_EXTRAIT DU TEXTE:_
###

Présentée comme une "vitrine technologique" de la sécurité intérieure des Etats, le 13e salon Milipol, qui se tient jusqu’à demain vendredi au Bourget, a cette année mis en avant la biométrie et les "caméras numériques intelligentes". L’administration pénitentiaire contribue largement au boom du marché de la biométrie. Dans les allées du salon, certains professionnels expliquent que la plupart des demandes de leurs clients s’avérèrent illégales. Les quelque 65 millions d’euros investis jusqu’ici par les collectivités locales françaises en équipements de vidéosurveillance préfigurent un maillage sans précédent de l’espace urbain. En 10 ans, les nouvelles technologies de sécurité ont vu leur part de marché multipliée par deux. Aujourd’hui, le chiffre d’affaires hexagonal de la surveillance électronique dépasse celui de la surveillance humaine.
Milipol, "Salon Mondial de la Sécurité Intérieure des Etats entièrement dédié aux technologies de la sécurité publique et de la lutte anti-criminelle", a été inauguré le mardi 18 novembre par Nicolas Sarkozy. Interviewé par la revue Cigles, le ministre de l’Intérieur, affiche ses intentions en matière de surveillance numérique. Il déclare vouloir "tester l’interopérabilité des grands fichiers de police scientifique et technique, avant de les généraliser. L’objectif est que les fichiers puissent tous être consultés grâce à un accès partagé".
Dans les travées du salon, on trouvait notamment de nombreux kits de détection de diverses substances prohibées, des détecteurs de produits chimiques et bactériologiques, ainsi que des logiciels et systèmes d’analyse d’empreintes digitales et autres identifiants biométriques.

###

_DONNÉES:_

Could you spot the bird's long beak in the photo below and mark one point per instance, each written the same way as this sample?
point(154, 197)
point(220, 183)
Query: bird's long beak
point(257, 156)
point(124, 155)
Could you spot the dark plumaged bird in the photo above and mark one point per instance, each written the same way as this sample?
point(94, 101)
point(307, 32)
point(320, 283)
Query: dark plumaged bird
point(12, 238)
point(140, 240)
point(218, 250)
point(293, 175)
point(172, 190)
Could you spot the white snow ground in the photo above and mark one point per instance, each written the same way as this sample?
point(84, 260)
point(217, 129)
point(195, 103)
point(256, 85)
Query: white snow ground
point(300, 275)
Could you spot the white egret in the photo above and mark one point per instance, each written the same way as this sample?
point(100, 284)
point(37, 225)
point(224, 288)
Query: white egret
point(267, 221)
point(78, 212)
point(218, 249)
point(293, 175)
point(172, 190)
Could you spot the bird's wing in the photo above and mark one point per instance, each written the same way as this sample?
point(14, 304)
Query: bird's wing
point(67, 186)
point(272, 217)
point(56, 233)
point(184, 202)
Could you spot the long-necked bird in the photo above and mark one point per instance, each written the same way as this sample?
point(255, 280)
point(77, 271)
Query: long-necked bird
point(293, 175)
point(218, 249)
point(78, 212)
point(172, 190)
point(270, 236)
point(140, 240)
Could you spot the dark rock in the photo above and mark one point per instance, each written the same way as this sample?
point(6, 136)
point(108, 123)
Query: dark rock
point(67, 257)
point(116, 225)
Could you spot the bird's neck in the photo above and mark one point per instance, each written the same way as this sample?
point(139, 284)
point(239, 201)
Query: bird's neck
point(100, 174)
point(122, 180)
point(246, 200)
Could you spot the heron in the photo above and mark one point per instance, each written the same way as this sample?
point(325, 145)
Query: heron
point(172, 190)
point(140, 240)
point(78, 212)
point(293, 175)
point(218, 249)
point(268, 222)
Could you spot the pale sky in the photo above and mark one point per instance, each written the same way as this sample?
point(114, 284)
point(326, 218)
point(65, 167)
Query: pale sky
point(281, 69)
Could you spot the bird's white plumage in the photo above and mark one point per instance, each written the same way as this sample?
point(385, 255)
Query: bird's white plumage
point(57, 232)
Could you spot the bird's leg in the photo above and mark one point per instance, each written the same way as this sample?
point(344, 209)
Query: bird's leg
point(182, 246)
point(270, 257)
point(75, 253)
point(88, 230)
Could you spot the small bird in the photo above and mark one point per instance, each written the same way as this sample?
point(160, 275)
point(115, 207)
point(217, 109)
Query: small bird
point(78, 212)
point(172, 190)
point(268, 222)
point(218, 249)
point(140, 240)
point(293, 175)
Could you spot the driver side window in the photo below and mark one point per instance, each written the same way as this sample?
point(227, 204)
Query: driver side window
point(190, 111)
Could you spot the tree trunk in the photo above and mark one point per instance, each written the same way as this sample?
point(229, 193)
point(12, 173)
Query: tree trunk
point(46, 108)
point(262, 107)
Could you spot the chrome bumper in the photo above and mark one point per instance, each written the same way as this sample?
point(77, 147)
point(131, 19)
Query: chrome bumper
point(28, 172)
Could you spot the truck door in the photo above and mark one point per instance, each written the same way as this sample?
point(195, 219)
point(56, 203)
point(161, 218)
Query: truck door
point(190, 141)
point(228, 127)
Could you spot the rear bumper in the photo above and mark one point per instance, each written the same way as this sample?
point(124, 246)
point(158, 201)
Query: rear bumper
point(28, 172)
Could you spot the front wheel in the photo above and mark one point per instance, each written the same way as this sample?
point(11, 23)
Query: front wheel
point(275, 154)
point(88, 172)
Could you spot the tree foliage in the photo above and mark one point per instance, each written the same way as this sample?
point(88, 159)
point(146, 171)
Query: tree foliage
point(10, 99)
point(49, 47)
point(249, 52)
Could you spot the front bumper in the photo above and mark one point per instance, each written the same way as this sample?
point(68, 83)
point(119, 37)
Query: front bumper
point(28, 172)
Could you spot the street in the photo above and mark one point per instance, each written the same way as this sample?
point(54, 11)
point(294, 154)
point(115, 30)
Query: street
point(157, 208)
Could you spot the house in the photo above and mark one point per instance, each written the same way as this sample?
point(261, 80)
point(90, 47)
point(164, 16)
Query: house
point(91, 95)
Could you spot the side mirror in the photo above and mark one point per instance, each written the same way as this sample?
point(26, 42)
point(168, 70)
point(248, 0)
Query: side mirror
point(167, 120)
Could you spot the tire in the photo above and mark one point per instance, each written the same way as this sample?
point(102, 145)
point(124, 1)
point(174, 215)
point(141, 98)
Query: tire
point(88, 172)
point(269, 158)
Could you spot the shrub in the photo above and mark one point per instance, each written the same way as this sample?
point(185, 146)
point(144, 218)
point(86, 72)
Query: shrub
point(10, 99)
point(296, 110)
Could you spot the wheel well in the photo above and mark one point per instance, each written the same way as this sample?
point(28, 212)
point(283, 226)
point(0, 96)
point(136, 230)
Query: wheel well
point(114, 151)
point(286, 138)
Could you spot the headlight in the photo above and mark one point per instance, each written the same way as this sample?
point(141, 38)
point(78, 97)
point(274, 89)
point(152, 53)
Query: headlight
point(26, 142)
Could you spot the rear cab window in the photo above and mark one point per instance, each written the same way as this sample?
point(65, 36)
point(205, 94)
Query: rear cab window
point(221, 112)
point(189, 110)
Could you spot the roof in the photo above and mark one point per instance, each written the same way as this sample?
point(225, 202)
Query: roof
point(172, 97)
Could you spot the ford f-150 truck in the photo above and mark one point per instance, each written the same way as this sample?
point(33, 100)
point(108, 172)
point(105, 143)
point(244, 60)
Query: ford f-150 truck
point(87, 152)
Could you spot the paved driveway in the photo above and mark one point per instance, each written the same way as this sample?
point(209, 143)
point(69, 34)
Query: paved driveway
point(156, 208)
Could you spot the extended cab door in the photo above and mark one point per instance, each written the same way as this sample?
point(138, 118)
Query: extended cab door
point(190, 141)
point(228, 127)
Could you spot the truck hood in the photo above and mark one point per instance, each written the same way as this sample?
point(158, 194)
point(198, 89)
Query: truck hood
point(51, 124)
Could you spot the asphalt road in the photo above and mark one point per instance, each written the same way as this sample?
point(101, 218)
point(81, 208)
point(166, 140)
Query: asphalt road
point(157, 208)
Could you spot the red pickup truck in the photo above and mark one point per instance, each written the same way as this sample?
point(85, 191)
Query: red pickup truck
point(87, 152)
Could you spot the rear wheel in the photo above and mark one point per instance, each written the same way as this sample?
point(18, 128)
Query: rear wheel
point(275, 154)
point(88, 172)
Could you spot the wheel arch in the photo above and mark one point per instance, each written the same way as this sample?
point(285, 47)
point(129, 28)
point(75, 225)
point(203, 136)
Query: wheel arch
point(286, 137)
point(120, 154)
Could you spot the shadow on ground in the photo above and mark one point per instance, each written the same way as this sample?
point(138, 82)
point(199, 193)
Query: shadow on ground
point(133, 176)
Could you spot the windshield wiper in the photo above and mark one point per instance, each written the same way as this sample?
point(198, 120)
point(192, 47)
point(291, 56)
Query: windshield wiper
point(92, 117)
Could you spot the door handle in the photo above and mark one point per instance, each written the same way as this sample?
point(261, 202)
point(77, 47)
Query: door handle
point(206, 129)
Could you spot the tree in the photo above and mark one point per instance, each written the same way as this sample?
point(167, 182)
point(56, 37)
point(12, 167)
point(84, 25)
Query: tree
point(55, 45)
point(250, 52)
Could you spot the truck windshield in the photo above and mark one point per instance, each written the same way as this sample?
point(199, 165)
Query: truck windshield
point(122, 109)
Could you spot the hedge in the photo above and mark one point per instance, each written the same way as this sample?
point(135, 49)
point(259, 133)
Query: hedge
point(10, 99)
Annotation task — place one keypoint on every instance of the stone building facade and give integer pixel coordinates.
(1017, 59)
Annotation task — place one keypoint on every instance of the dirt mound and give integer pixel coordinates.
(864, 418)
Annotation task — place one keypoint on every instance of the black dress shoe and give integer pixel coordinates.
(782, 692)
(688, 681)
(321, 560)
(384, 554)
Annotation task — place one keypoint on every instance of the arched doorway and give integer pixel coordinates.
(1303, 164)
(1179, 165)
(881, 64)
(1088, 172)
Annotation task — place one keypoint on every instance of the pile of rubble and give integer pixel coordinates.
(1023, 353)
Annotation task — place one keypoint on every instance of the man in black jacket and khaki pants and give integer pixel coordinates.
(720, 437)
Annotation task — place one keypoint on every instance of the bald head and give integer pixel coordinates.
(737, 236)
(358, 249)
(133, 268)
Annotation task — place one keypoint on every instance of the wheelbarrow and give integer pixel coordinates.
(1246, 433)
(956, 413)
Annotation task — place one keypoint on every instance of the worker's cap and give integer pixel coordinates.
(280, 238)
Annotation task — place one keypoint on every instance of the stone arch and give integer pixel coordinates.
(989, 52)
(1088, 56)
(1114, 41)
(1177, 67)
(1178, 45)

###

_TRAVAIL DEMANDÉ:_
**a.** Relevez tous les équipements que le texte sur le salon Milipol mentionne comme présents dans les travées du salon.
**b.** Poursuivez le texte sur le salon Milipol à partir de sa dernière phrase.
Les enregistrements forment un matériau distinct du texte sur le salon Milipol.

_RÉPONSES PAR TÂCHE:_
**a.**
- Des kits de détection de diverses substances prohibées
- Des détecteurs de produits chimiques et bactériologiques
- Des logiciels et systèmes d'analyse d'empreintes digitales et autres identifiants biométriques

**b.**
90% des demandes en biométrie seraient illégales
La biométrie, qui consiste à identifier un individu à partir de ses caractéristiques physiques (empreintes digitales, iris, forme de la main ou du visage) est probablement l’un des secteurs d’activité, en matière de sécurité, les plus porteurs.
L’International Biometric Group estime ce marché à 930 millions de dollars pour 2003, contre 4 milliards prévus pour l’année 2007.
Un représentant de l’un des principaux acteurs industriels français de la biométrie confie que les neuf dixièmes des demandes des clients du secteur ne peuvent pas être mises à l’étude, parce qu’elles sont illégales...
La biométrie est bien la vedette du Milipol. En témoigne la présentation, sur le stand de l’administration pénitentiaire (AP), d’une "station de contrôle aux parloirs".
Ce système repose sur l’enregistrement d’une empreinte de la main, associée à une photographie de toute personne (détenue ou visiteur) se rendant au parloir.
A quelques pas l’une de l’autre, deux sociétés de biométrie, A7 Protection (dont le système était à l’honneur sur le stand de l’AP) et Zalix Biométrie proposaient un système similaire et avançaient le même argumentaire, quasiment au mot près.
En août 2002, un détenu avait réussi à s’échapper en se faisant remplacer par son jumeau lors d’une visite au parloir. Ce type d’évasion, assez peu fréquent, justifie le déploiement de la biométrie en milieu pénitentiaire.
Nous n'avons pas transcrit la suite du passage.